OBJECTIVE | Please state how many lines in the data below contain the string "pole", giving only the number.

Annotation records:
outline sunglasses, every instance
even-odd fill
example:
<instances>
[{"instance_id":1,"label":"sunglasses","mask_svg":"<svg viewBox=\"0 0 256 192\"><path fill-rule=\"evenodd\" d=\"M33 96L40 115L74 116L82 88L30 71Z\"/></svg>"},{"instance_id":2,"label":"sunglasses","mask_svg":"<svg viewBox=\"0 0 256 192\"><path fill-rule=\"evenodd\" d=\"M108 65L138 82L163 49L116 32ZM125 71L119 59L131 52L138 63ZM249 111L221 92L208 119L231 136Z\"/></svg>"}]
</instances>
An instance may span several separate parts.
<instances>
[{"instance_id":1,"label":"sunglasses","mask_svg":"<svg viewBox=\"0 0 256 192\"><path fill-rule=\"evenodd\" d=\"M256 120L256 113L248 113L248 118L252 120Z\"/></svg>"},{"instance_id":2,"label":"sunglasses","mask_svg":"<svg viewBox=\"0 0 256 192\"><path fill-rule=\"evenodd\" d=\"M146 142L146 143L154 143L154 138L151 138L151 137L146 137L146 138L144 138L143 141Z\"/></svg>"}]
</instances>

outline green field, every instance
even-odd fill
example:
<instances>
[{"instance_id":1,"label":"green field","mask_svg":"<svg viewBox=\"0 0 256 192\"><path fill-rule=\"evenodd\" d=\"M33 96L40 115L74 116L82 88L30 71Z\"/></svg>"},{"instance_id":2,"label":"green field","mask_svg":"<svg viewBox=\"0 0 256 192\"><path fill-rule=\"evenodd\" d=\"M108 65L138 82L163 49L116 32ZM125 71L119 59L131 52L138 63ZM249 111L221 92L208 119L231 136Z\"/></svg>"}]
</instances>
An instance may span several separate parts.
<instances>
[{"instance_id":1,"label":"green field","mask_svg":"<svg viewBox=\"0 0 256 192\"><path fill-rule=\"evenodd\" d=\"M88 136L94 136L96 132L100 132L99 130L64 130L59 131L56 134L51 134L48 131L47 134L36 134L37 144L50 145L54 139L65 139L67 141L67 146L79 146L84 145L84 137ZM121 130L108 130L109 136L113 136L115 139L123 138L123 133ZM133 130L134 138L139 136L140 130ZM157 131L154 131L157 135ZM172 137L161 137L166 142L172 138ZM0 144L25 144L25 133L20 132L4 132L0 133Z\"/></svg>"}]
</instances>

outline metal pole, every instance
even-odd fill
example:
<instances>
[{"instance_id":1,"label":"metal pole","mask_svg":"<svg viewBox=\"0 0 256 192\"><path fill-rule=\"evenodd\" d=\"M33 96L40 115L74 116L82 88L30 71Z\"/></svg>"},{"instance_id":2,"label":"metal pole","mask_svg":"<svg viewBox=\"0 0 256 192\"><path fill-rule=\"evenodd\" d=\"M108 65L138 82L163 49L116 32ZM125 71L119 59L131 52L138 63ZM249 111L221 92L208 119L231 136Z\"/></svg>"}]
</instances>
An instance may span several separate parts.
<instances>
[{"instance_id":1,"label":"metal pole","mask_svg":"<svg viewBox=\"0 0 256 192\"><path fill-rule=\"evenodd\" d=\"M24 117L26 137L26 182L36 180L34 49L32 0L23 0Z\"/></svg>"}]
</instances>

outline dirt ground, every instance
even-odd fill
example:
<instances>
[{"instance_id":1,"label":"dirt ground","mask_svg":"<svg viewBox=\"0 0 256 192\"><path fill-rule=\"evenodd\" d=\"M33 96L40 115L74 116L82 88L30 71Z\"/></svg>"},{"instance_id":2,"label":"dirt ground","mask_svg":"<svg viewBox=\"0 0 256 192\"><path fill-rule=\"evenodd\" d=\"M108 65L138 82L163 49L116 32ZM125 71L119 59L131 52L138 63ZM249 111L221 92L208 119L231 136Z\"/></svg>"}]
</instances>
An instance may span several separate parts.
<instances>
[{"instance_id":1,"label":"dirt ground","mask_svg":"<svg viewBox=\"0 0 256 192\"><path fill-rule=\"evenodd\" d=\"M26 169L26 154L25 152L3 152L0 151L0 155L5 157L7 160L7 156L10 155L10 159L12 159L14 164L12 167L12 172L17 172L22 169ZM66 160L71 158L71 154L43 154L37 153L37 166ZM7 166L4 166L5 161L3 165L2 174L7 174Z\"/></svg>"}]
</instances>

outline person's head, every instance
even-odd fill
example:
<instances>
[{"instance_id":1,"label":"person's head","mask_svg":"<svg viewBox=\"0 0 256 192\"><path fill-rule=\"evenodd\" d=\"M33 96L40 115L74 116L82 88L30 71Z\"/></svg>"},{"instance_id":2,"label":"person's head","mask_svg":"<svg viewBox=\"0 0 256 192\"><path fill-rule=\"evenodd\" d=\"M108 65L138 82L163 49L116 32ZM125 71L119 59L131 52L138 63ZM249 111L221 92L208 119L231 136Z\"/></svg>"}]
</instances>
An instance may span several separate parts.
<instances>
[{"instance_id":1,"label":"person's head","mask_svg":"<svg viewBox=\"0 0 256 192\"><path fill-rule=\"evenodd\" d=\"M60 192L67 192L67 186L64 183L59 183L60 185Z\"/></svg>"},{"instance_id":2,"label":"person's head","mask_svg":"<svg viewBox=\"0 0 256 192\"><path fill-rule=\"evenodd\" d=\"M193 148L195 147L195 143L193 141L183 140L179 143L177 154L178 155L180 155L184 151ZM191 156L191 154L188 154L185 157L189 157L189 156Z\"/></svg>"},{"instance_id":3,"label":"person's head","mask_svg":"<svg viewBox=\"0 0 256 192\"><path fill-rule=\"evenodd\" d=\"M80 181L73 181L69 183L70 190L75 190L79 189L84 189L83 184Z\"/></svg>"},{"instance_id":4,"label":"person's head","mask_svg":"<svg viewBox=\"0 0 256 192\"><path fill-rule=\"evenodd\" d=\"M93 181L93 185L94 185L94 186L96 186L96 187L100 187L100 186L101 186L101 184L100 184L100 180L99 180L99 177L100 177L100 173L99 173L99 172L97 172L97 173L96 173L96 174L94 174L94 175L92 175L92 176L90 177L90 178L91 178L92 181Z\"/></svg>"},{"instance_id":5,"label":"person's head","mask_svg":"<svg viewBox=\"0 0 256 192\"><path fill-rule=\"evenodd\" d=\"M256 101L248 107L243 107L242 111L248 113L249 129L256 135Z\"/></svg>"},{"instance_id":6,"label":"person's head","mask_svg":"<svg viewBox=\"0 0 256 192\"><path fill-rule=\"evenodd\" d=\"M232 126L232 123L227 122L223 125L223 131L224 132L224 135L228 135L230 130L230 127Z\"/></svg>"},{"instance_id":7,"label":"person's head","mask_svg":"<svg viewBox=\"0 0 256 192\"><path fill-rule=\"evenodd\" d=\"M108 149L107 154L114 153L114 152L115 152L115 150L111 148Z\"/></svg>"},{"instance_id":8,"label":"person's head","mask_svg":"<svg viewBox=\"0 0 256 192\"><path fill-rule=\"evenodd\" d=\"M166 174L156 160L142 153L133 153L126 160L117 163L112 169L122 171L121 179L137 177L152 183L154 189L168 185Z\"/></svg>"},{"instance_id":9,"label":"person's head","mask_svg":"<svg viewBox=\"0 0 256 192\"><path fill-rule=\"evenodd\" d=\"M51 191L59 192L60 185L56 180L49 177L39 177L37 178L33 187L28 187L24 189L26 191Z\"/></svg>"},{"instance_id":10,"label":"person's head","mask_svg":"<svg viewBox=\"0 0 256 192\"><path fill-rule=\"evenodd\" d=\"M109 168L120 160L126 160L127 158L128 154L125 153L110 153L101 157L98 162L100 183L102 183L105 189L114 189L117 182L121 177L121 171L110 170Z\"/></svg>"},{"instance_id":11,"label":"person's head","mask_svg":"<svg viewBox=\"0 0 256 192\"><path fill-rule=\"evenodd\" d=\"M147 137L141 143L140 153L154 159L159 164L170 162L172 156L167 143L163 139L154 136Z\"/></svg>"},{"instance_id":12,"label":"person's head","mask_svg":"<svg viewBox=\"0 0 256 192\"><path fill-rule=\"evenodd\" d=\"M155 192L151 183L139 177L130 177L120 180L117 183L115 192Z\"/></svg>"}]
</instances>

THE RESULT | 3